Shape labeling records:
• • •

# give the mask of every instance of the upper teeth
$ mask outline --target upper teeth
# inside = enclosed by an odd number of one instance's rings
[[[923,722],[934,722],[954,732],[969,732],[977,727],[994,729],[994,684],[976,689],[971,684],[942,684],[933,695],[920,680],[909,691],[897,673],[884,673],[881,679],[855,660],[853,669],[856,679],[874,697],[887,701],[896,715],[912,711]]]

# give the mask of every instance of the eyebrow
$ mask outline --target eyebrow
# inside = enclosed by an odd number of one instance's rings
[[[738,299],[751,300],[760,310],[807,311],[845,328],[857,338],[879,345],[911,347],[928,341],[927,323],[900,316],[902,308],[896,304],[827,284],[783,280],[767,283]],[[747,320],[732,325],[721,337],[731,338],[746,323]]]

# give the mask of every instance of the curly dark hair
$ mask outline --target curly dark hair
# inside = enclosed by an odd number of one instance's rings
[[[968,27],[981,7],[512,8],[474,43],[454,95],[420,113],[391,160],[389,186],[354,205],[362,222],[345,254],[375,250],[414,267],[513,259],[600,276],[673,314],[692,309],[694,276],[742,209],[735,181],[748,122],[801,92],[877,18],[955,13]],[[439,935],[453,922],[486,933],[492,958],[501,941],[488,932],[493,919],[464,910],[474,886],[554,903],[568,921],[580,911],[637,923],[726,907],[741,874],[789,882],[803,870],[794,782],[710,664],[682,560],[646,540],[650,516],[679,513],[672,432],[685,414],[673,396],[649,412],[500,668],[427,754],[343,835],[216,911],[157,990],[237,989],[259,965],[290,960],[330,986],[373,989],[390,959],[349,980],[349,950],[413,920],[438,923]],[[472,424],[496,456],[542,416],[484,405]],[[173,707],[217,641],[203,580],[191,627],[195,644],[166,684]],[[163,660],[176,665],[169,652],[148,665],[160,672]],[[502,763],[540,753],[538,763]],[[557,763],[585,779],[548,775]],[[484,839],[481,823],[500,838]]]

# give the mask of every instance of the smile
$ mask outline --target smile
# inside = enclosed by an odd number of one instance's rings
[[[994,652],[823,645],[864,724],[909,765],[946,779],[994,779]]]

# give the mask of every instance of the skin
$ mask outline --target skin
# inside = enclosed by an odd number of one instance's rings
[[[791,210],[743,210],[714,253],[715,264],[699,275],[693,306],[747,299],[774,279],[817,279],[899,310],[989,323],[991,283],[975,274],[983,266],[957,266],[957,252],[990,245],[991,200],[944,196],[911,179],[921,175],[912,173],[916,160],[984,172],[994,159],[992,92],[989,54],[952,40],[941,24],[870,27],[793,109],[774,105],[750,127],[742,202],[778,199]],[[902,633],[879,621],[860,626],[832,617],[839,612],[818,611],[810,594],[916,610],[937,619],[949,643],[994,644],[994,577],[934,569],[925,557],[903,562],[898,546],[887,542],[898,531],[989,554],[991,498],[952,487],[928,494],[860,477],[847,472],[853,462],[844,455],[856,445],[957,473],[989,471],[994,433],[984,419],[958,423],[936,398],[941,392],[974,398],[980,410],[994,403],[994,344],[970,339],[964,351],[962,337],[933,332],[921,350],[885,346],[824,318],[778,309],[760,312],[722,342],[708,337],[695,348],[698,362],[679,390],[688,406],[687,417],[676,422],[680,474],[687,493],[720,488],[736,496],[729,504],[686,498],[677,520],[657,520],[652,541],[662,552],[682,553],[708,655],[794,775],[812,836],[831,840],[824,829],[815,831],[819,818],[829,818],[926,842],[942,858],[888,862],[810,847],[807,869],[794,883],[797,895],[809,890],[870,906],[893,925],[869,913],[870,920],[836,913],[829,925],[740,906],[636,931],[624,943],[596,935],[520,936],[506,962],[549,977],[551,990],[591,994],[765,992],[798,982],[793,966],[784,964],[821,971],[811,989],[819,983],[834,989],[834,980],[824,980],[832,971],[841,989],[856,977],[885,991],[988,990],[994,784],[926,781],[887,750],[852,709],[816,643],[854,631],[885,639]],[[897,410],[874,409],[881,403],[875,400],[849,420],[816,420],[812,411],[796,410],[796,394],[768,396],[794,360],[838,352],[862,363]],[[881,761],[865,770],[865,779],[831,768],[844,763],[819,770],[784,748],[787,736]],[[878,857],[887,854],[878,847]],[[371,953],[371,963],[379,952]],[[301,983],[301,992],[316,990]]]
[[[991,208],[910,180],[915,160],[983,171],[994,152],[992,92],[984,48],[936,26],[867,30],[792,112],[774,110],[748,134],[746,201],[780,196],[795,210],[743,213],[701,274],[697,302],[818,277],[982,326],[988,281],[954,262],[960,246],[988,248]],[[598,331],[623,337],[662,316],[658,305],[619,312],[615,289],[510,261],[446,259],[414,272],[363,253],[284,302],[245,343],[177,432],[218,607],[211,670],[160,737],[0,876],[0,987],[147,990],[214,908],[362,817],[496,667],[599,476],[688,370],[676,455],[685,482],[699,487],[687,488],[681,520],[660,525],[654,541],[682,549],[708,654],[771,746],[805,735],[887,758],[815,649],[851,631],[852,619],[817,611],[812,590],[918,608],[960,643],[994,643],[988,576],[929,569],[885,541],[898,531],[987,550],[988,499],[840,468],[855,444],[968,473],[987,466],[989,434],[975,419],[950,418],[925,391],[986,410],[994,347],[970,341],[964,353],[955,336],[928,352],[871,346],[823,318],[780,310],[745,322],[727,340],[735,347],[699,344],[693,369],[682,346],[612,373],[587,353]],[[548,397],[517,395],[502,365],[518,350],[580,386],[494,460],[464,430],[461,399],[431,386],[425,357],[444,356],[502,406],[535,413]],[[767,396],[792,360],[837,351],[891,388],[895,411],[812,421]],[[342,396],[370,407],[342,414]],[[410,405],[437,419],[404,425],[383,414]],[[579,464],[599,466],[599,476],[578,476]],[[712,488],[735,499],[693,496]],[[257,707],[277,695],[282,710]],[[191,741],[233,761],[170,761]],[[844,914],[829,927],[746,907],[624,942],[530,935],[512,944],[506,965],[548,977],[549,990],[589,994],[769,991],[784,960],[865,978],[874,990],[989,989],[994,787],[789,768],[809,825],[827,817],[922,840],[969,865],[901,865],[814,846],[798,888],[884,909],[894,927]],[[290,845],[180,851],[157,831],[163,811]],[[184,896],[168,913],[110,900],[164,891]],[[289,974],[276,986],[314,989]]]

• • •

• [WRITTEN INSTRUCTION] Write out all the entries again, replacing "odd number" with "uneven number" everywhere and leaving everything else as it is.

• [WRITTEN ANSWER]
# give the mask of every instance of the upper teeth
$ mask outline --target upper teeth
# inside = enclosed by an uneven number of one instance's rings
[[[923,722],[934,722],[954,732],[969,732],[977,727],[994,729],[994,684],[976,689],[971,684],[942,684],[933,695],[920,680],[909,691],[897,673],[884,673],[881,679],[855,660],[853,669],[856,679],[874,697],[887,701],[896,715],[912,711]]]

# give the mask of every instance of the eyebrow
$ mask outline --target eyebrow
# inside = enclosed by an uneven number of one instance's rings
[[[738,299],[751,300],[760,310],[807,311],[845,328],[857,338],[879,345],[911,347],[928,341],[927,323],[900,316],[902,308],[896,304],[827,284],[783,280],[767,283]],[[747,320],[732,325],[721,337],[731,338],[746,323]]]

# give the mask of every instance of the curly dark hair
$ mask outline --target curly dark hair
# inside = enclosed by an uneven number of one instance's rings
[[[968,27],[981,7],[512,8],[474,43],[454,95],[420,113],[391,160],[389,186],[354,205],[362,222],[345,254],[375,250],[414,267],[513,259],[600,276],[673,314],[692,309],[694,276],[742,209],[735,181],[748,122],[801,92],[877,18],[955,13]],[[439,935],[453,922],[486,933],[492,958],[501,941],[488,932],[493,919],[464,910],[474,886],[554,903],[568,921],[580,911],[637,923],[726,907],[741,874],[789,882],[803,870],[794,782],[710,664],[682,560],[646,540],[650,516],[679,513],[672,432],[685,414],[673,396],[649,412],[500,668],[427,754],[343,835],[216,911],[157,990],[237,989],[259,965],[290,960],[330,986],[373,989],[390,959],[349,980],[349,950],[413,920],[438,923]],[[472,424],[496,456],[542,416],[484,405]],[[173,707],[217,641],[203,580],[191,627],[195,644],[166,684]],[[163,660],[176,665],[169,652],[148,665],[160,672]],[[502,763],[540,753],[538,763]],[[557,763],[585,779],[548,775]],[[484,839],[481,823],[500,838]]]

# give the mask of every instance of the smile
$ mask outline --target smile
# inside = enclosed by an uneven number of one instance's rings
[[[994,652],[823,645],[864,724],[909,765],[946,779],[994,779]]]

# give the mask of every instance of the skin
$ mask outline --target skin
# inside = enclosed by an uneven number of one instance's rings
[[[791,210],[743,210],[714,253],[715,264],[699,275],[693,306],[747,299],[774,279],[817,279],[899,310],[989,323],[991,283],[975,274],[983,266],[957,266],[957,252],[990,245],[991,200],[944,196],[911,179],[921,175],[912,173],[916,160],[984,172],[994,159],[992,92],[989,54],[952,40],[941,24],[870,27],[793,109],[774,105],[750,127],[742,202],[778,199]],[[902,633],[879,621],[860,626],[832,617],[839,612],[818,611],[810,594],[916,610],[937,619],[949,643],[994,644],[994,577],[934,569],[925,557],[903,562],[898,546],[887,542],[898,531],[989,554],[991,498],[952,487],[928,494],[860,477],[847,472],[853,462],[844,455],[856,445],[957,473],[989,471],[994,433],[984,419],[958,423],[936,398],[941,392],[974,398],[980,410],[994,403],[994,344],[970,339],[964,351],[962,337],[933,332],[921,350],[885,346],[824,318],[778,309],[760,312],[722,342],[708,337],[695,348],[698,362],[679,390],[688,406],[687,417],[676,422],[680,474],[687,493],[720,488],[736,496],[729,504],[686,498],[677,520],[657,520],[652,541],[662,552],[682,553],[708,655],[794,775],[812,836],[831,840],[824,829],[815,831],[819,818],[829,818],[926,842],[942,858],[888,862],[810,847],[807,869],[794,883],[797,895],[809,890],[870,906],[893,925],[869,913],[870,920],[836,913],[829,925],[740,906],[636,931],[624,943],[596,935],[520,936],[506,962],[549,977],[551,990],[591,994],[765,992],[798,982],[793,966],[784,964],[821,971],[811,989],[819,983],[834,989],[834,980],[824,980],[832,971],[841,989],[856,977],[885,991],[988,990],[994,784],[926,781],[887,750],[852,709],[816,643],[854,631],[885,639]],[[897,410],[874,409],[881,403],[875,400],[849,420],[816,420],[812,411],[796,410],[796,394],[768,396],[794,360],[838,352],[862,363]],[[881,761],[865,770],[865,779],[831,768],[844,763],[819,770],[784,748],[787,736]],[[878,857],[887,854],[878,847]],[[371,953],[371,963],[379,952]],[[301,983],[301,992],[316,990]]]
[[[991,208],[910,180],[915,160],[983,171],[994,152],[992,92],[984,48],[936,26],[867,30],[792,112],[774,110],[748,134],[746,201],[780,196],[795,210],[743,213],[701,274],[697,302],[818,277],[982,326],[988,281],[954,262],[960,246],[988,248]],[[598,331],[623,337],[662,316],[658,305],[619,312],[615,289],[510,261],[446,259],[414,272],[363,253],[284,302],[245,343],[177,432],[218,607],[211,670],[160,737],[0,876],[0,987],[147,990],[214,908],[362,817],[496,667],[599,476],[688,370],[676,455],[685,482],[699,487],[687,488],[681,520],[660,525],[654,541],[682,549],[708,654],[771,746],[805,735],[887,758],[815,649],[851,631],[852,619],[817,611],[812,590],[918,608],[960,643],[994,643],[988,576],[929,569],[885,541],[898,531],[987,550],[988,499],[840,468],[855,444],[968,473],[987,466],[989,434],[975,419],[950,418],[925,391],[986,410],[994,347],[970,341],[964,353],[955,336],[928,352],[871,346],[823,318],[780,310],[745,322],[727,340],[735,347],[699,344],[693,369],[682,346],[612,373],[587,353]],[[548,397],[517,395],[502,365],[518,350],[580,386],[494,460],[464,430],[461,399],[431,386],[425,357],[444,356],[502,406],[535,413]],[[767,396],[792,360],[837,351],[891,388],[895,411],[812,421]],[[342,396],[370,407],[342,414]],[[410,405],[437,419],[404,425],[383,414]],[[579,464],[599,466],[599,476],[578,476]],[[712,488],[735,499],[693,496]],[[257,707],[277,695],[282,710]],[[191,741],[233,761],[170,761]],[[844,914],[829,927],[746,907],[624,942],[530,935],[512,944],[506,965],[548,977],[549,990],[589,994],[769,991],[784,960],[865,978],[874,990],[989,989],[994,787],[789,768],[809,825],[827,817],[922,840],[969,865],[901,865],[814,846],[798,888],[884,909],[894,927]],[[290,845],[180,851],[157,831],[163,811]],[[184,896],[168,913],[110,900],[164,891]],[[289,974],[276,986],[314,989]]]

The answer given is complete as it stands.